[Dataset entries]
#####

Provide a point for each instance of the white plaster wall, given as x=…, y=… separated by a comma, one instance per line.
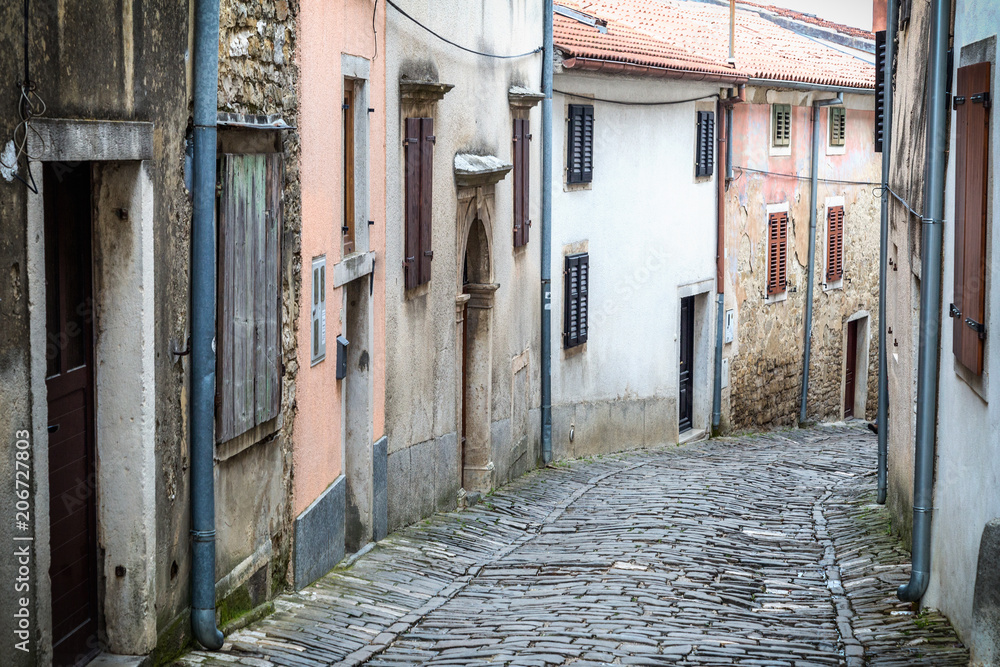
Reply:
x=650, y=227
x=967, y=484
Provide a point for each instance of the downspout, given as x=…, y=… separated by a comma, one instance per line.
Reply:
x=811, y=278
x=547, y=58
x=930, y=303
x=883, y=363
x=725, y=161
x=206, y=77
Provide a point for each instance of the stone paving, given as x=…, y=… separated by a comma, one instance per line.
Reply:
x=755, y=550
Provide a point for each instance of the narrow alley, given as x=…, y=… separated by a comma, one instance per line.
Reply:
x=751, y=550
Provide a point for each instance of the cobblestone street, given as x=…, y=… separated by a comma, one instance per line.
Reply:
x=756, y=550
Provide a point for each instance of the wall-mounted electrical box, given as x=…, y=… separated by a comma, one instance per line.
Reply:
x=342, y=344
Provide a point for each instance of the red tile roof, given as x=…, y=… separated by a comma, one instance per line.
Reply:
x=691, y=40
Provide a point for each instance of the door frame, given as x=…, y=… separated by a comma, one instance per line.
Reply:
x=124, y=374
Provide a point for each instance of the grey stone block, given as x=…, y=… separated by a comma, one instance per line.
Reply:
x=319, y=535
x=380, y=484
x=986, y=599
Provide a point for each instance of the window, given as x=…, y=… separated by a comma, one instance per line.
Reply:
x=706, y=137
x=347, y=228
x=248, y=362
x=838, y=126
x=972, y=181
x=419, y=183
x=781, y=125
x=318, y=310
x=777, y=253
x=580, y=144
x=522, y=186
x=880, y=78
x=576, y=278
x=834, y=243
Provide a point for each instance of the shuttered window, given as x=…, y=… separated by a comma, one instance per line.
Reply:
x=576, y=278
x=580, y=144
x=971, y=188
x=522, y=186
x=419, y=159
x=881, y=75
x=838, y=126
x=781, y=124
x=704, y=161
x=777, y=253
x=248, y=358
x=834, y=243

#####

Assigned task: Which lines in the records above contain the string "wall"? Copy each one.

Your solution:
Provide a point for each instance of the white plaster wall, given as x=…, y=… separated by a comma, one instance per line.
Provide a point for each instance of the wall-mounted electrical box, given as x=…, y=… separated by a comma, one instance per line.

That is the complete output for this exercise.